**Set task**: Find every line in the data below that contains the word "black", and copy each one.

(Rows of bounding-box annotation data)
--- BEGIN ---
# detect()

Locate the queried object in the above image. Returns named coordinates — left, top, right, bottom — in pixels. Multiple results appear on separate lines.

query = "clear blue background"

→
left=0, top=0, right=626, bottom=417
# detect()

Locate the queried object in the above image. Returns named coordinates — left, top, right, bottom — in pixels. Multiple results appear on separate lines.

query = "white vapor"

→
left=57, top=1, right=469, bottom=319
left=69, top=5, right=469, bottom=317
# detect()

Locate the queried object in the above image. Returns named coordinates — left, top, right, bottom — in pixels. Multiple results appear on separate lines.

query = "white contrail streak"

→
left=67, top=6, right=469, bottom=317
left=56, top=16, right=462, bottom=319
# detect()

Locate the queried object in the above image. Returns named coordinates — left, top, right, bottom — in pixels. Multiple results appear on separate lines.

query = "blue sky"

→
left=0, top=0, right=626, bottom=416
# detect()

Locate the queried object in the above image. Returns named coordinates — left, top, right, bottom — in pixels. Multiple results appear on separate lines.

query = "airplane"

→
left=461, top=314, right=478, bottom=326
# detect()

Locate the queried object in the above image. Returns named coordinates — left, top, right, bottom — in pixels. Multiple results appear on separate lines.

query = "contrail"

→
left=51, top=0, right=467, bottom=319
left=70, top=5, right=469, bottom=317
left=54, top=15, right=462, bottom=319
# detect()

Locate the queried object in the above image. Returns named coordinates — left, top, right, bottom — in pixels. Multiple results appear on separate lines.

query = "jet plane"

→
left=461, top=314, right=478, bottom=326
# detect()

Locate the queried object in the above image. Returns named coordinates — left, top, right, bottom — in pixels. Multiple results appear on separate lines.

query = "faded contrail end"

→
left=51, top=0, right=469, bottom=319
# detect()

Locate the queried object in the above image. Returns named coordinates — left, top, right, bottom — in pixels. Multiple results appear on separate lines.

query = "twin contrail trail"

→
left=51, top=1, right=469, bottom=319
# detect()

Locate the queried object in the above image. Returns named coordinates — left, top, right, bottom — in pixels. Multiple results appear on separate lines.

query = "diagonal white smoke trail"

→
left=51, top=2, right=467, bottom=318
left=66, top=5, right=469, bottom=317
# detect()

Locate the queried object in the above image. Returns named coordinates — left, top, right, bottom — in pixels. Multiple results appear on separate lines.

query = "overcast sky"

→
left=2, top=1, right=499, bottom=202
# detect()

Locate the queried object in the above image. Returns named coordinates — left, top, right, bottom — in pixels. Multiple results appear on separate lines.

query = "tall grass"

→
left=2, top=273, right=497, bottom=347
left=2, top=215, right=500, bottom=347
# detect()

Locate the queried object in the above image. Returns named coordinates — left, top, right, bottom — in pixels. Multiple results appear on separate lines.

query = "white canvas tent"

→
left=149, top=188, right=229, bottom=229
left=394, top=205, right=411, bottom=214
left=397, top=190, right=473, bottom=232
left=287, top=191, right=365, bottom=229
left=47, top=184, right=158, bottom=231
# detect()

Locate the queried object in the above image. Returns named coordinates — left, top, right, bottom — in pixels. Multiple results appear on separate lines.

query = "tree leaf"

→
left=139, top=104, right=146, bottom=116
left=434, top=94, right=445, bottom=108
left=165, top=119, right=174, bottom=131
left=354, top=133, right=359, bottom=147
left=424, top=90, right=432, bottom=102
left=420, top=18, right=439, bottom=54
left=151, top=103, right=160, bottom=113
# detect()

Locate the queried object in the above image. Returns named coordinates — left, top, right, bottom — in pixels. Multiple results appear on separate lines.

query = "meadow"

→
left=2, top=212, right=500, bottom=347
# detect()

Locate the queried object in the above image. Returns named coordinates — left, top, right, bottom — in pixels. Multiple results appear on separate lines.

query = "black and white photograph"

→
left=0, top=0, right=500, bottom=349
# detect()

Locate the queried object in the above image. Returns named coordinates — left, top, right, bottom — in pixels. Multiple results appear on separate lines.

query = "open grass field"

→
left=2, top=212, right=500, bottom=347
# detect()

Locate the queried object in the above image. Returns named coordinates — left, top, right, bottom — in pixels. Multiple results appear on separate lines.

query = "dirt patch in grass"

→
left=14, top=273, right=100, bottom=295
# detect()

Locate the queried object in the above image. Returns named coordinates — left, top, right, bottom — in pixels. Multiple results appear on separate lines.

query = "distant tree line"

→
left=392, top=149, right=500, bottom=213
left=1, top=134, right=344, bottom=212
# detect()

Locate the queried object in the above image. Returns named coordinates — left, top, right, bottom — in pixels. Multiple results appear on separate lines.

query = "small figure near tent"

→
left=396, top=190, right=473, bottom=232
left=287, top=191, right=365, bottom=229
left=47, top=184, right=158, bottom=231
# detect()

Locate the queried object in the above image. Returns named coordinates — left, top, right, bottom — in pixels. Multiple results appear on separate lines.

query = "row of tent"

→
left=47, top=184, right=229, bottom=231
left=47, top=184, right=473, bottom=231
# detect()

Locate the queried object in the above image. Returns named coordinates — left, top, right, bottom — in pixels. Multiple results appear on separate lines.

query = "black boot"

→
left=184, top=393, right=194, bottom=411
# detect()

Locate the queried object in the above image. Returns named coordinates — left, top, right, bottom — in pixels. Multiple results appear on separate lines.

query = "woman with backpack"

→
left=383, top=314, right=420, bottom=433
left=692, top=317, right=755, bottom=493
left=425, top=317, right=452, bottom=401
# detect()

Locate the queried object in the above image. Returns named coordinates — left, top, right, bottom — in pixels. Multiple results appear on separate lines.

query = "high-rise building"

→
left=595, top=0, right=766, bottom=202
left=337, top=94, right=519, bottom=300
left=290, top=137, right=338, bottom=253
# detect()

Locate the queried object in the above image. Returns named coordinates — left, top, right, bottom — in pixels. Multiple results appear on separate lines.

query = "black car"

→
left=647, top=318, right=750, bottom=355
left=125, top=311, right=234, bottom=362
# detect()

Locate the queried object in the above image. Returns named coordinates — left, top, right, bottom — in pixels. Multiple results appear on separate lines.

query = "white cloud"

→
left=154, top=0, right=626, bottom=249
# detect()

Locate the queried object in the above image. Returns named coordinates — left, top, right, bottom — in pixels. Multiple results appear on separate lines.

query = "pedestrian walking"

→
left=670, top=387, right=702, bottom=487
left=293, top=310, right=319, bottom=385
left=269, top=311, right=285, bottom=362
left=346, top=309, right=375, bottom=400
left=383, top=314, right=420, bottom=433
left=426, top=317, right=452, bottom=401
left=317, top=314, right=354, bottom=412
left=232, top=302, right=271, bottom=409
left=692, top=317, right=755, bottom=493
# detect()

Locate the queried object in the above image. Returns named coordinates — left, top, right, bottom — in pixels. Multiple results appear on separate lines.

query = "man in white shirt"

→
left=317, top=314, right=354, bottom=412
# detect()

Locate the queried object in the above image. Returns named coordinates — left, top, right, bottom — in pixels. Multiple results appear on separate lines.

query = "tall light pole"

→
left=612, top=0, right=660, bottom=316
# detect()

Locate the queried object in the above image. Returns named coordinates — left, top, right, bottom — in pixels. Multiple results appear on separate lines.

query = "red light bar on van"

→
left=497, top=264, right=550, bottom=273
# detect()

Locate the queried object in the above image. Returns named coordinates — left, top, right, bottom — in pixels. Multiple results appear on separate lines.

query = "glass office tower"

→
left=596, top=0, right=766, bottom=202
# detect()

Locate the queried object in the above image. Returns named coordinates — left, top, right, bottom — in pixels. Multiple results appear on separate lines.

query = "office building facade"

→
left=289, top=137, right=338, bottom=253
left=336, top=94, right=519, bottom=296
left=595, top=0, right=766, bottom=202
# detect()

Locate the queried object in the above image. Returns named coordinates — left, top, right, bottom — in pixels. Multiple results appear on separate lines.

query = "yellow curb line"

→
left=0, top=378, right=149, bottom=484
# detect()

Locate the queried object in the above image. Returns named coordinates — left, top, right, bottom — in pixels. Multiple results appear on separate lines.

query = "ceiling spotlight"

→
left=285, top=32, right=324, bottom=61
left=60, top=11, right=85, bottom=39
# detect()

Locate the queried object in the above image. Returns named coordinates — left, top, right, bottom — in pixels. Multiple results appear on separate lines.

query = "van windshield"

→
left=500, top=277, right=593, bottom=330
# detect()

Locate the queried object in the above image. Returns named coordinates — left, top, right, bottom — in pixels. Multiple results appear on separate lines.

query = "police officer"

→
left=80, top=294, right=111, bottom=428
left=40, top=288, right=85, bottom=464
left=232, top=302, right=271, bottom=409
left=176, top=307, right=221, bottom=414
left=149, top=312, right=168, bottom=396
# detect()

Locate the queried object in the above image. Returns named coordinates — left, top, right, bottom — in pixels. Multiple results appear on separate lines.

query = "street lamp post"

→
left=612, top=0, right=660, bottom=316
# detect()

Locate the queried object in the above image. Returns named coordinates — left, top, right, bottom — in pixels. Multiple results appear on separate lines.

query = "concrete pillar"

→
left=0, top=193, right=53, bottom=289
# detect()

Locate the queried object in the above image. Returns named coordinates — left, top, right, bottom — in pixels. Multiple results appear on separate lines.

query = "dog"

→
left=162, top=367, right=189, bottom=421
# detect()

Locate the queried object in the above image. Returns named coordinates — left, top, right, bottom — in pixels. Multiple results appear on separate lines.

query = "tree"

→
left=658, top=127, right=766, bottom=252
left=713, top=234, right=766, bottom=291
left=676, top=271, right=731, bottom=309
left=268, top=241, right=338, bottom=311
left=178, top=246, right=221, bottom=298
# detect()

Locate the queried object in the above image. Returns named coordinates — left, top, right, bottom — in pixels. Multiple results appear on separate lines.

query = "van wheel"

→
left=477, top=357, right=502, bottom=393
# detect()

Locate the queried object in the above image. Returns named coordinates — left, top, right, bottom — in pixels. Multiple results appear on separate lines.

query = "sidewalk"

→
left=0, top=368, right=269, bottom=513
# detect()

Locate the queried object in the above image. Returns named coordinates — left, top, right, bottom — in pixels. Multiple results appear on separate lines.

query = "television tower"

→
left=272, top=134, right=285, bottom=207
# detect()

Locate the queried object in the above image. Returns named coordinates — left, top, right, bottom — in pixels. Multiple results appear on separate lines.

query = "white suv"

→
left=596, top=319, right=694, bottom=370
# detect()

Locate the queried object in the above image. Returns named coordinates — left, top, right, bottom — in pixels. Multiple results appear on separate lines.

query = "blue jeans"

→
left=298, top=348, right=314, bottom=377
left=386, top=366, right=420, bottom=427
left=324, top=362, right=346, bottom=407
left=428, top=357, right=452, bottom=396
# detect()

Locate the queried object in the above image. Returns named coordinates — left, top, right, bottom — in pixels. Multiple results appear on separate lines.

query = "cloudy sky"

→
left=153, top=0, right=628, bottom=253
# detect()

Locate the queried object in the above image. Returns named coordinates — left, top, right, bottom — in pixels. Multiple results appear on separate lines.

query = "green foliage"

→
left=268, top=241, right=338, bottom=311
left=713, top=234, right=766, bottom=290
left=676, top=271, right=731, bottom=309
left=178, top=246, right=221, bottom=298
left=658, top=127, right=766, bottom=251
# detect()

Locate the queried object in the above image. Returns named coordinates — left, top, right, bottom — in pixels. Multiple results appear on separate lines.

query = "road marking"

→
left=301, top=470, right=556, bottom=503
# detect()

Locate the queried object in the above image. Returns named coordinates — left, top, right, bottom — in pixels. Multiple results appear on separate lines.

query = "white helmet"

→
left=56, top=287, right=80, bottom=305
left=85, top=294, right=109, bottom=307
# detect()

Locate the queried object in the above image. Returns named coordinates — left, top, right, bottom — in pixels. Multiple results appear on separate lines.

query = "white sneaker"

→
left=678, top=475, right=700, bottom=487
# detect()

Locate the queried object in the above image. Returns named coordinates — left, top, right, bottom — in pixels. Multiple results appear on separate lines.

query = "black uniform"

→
--- END ---
**Complete response**:
query = "black and white photograph"
query = "black boot"
query = "black car"
query = "black uniform"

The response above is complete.